• SOURCE PASSAGE:

OVERVIEWING the New Covenant, PART 3: The CULMINATION of the New Covenant

We said that the greatest and most important event in the inauguration of the new covenant is the death of Christ. But though it's true this is the “highest peak” among many in the inauguration of the new covenant, that doesn't mean it's the last one. After Jesus had risen from the dead and spent forty days with His disciples, He gathered them together and “commanded them not to leave Jerusalem, but to wait for what the Father had promised,” saying to them,“for John baptized with water, but you will be baptized with the Holy Spirit not many days from now.” (Acts 1:4-5). Christ had died, He had risen, and He was about to ascend back to His Father, but there was still something else that was needed to complete the inauguration of the new covenant.

• REQUIREMENT 1:
Answer these questions from the new covenant passage:
(a) What event does it call the greatest and most important in the inauguration of the new covenant?
(b) For how many days was Jesus with His disciples after He had risen?
(c) Which city did He command them not to leave?
• REQUIREMENT 2: Echo the part of the new covenant passage that opens with the words containing "We said that" and closes with "the new covenant.", copying it exactly.
The material that comes next isn't needed for anything here.

• SUPPLIED DATA:
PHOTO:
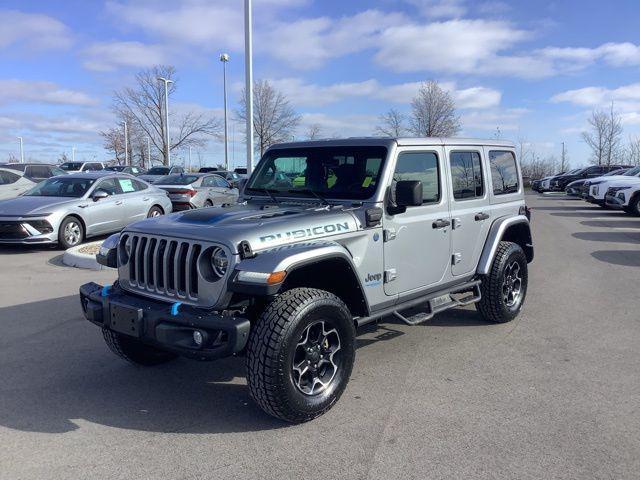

• FULL OUTPUT 1:
(a) The death of Christ.
(b) Forty days.
(c) Jerusalem.

• FULL OUTPUT 2:
We said that the greatest and most important event in the inauguration of the new covenant is the death of Christ. But though it's true this is the “highest peak” among many in the inauguration of the new covenant, that doesn't mean it's the last one. After Jesus had risen from the dead and spent forty days with His disciples, He gathered them together and “commanded them not to leave Jerusalem, but to wait for what the Father had promised,” saying to them,“for John baptized with water, but you will be baptized with the Holy Spirit not many days from now.” (Acts 1:4-5). Christ had died, He had risen, and He was about to ascend back to His Father, but there was still something else that was needed to complete the inauguration of the new covenant.